-- Opening Marker --

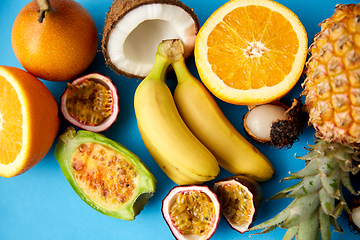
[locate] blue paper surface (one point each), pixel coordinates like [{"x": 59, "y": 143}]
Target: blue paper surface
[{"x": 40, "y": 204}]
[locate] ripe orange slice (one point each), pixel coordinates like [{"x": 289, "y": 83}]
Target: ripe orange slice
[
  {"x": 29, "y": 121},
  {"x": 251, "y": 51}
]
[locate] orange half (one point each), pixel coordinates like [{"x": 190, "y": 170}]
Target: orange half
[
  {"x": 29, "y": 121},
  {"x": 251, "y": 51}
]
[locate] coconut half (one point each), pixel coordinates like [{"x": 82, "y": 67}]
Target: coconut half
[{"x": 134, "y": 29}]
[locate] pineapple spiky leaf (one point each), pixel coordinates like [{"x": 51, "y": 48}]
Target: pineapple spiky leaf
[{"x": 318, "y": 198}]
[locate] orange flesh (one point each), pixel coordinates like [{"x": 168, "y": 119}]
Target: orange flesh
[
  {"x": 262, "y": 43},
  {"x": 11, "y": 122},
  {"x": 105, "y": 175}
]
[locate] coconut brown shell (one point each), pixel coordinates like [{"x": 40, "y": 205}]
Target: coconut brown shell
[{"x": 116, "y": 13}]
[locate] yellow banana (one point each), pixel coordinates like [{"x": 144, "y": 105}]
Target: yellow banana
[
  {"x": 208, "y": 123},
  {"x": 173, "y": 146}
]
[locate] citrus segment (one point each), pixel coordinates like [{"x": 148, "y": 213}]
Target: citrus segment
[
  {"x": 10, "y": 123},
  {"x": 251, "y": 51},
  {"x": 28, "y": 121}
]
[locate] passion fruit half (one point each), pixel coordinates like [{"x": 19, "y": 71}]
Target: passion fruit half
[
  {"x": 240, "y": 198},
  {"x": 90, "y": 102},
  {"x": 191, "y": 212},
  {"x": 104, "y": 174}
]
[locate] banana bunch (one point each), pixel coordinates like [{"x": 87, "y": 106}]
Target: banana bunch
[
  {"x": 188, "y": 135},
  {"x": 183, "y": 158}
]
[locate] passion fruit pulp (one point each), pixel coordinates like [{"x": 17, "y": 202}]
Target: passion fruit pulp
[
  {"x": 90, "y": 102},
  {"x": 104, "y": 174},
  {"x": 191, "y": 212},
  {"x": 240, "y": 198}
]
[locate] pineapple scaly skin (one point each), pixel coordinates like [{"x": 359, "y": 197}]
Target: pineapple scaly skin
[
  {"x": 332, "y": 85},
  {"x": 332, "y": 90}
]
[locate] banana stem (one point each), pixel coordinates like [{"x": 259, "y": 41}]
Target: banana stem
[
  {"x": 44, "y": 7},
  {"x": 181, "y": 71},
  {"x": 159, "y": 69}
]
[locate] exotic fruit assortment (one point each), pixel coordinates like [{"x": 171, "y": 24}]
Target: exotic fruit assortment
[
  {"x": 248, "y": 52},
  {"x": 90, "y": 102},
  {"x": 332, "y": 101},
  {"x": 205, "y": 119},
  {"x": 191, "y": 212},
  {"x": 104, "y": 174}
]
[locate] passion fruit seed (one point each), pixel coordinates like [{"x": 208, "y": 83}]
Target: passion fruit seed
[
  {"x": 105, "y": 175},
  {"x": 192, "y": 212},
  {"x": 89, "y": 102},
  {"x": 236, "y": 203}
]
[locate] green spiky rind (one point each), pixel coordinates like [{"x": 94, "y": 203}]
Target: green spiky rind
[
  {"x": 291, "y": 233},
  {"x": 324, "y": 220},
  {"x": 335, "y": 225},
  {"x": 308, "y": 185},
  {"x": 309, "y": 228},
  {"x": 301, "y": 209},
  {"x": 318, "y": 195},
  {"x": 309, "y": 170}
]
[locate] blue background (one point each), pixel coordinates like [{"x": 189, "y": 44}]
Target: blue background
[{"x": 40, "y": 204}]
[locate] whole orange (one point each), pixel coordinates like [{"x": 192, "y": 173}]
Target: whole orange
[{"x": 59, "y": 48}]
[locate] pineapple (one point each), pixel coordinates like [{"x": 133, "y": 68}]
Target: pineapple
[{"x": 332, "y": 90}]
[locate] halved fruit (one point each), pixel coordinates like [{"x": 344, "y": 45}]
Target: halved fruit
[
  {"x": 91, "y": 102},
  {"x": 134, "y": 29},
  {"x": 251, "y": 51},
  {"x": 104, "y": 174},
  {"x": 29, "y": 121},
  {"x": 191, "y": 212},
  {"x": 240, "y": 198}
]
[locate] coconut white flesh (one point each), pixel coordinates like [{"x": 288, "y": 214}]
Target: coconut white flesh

-- Closing Marker --

What is expected: Retype the data above verbatim, minus images.

Written response:
[locate] blue paper surface (one point each), pixel coordinates like [{"x": 59, "y": 143}]
Target: blue paper surface
[{"x": 40, "y": 204}]
[locate] ripe orange slice (one point each), pixel coordinates like [{"x": 289, "y": 83}]
Target: ripe orange slice
[
  {"x": 29, "y": 121},
  {"x": 251, "y": 51}
]
[locate] orange half (one point each), pixel coordinates like [{"x": 190, "y": 170}]
Target: orange half
[
  {"x": 29, "y": 121},
  {"x": 251, "y": 51}
]
[locate] coconut half (one point each), pixel coordinates like [{"x": 82, "y": 67}]
Target: coconut half
[{"x": 134, "y": 29}]
[locate] pineapple spiky leaf (one point each), pixel coordinates like [{"x": 51, "y": 48}]
Target: pineapple spiky leaf
[{"x": 318, "y": 198}]
[locate] orange flesh (one point each), pixel coordinates like [{"x": 168, "y": 119}]
Target: orange flesh
[
  {"x": 262, "y": 43},
  {"x": 11, "y": 122},
  {"x": 105, "y": 175}
]
[locate] coconut brown shell (one point each), pixel coordinates like [{"x": 40, "y": 205}]
Target: coconut brown shell
[{"x": 116, "y": 13}]
[locate] yellow banana (one point each), pixel coordinates like [{"x": 144, "y": 105}]
Target: yellow banana
[
  {"x": 208, "y": 123},
  {"x": 173, "y": 146}
]
[locate] citrus segment (one point each), pixel coordinates like [{"x": 148, "y": 213}]
Target: citrus segment
[
  {"x": 10, "y": 123},
  {"x": 251, "y": 51},
  {"x": 28, "y": 121}
]
[locate] passion fruit half (one point each), pixel coordinates like [{"x": 19, "y": 71}]
Target: passion fruit half
[
  {"x": 240, "y": 198},
  {"x": 90, "y": 102},
  {"x": 191, "y": 212},
  {"x": 104, "y": 174}
]
[locate] banana bunch (one point each), pixel coordinates like [{"x": 87, "y": 106}]
Target: banana bunch
[
  {"x": 188, "y": 135},
  {"x": 183, "y": 158}
]
[locate] passion fruit pulp (one point each), pixel coordinates like [{"x": 17, "y": 202}]
Target: passion fruit pulp
[
  {"x": 90, "y": 102},
  {"x": 104, "y": 174},
  {"x": 191, "y": 212},
  {"x": 240, "y": 198}
]
[locate] pineapple scaly skin (one point each), pixel coordinates like [{"x": 359, "y": 197}]
Target: pineapple scaly skin
[
  {"x": 332, "y": 85},
  {"x": 332, "y": 90}
]
[locate] banana stem (one point each), pixel coordinates like [{"x": 259, "y": 41}]
Target: banana stem
[
  {"x": 44, "y": 7},
  {"x": 181, "y": 71},
  {"x": 159, "y": 69}
]
[locate] exotic fruit assortment (one point each), pixel coordinates like [{"x": 171, "y": 24}]
Target: exotic fruit assortment
[
  {"x": 248, "y": 52},
  {"x": 90, "y": 102},
  {"x": 332, "y": 101},
  {"x": 205, "y": 119},
  {"x": 191, "y": 212},
  {"x": 104, "y": 174}
]
[locate] passion fruit seed (one point each), pixel coordinates like [{"x": 208, "y": 83}]
Target: passion fruit seed
[
  {"x": 105, "y": 175},
  {"x": 192, "y": 212},
  {"x": 89, "y": 102},
  {"x": 236, "y": 203}
]
[locate] green spiky rind (one point each), pixel coordinates like [{"x": 94, "y": 203}]
Target: green spiky rind
[
  {"x": 291, "y": 233},
  {"x": 324, "y": 220},
  {"x": 335, "y": 225},
  {"x": 308, "y": 185},
  {"x": 309, "y": 228},
  {"x": 301, "y": 209},
  {"x": 318, "y": 195},
  {"x": 309, "y": 170}
]
[locate] blue background (one point each), pixel coordinates like [{"x": 189, "y": 44}]
Target: blue background
[{"x": 40, "y": 204}]
[locate] whole orange (one point each), pixel coordinates like [{"x": 192, "y": 173}]
Target: whole orange
[{"x": 59, "y": 48}]
[locate] pineapple (one point each), pixel coordinates like [{"x": 133, "y": 68}]
Target: pineapple
[{"x": 332, "y": 90}]
[locate] halved fruit (one point each), pixel coordinates like [{"x": 344, "y": 45}]
Target: halved fruit
[
  {"x": 91, "y": 102},
  {"x": 134, "y": 29},
  {"x": 251, "y": 51},
  {"x": 104, "y": 174},
  {"x": 29, "y": 121},
  {"x": 191, "y": 212},
  {"x": 240, "y": 198}
]
[locate] coconut white flesh (one point each), pixel coordinates like [{"x": 288, "y": 214}]
Target: coconut white flesh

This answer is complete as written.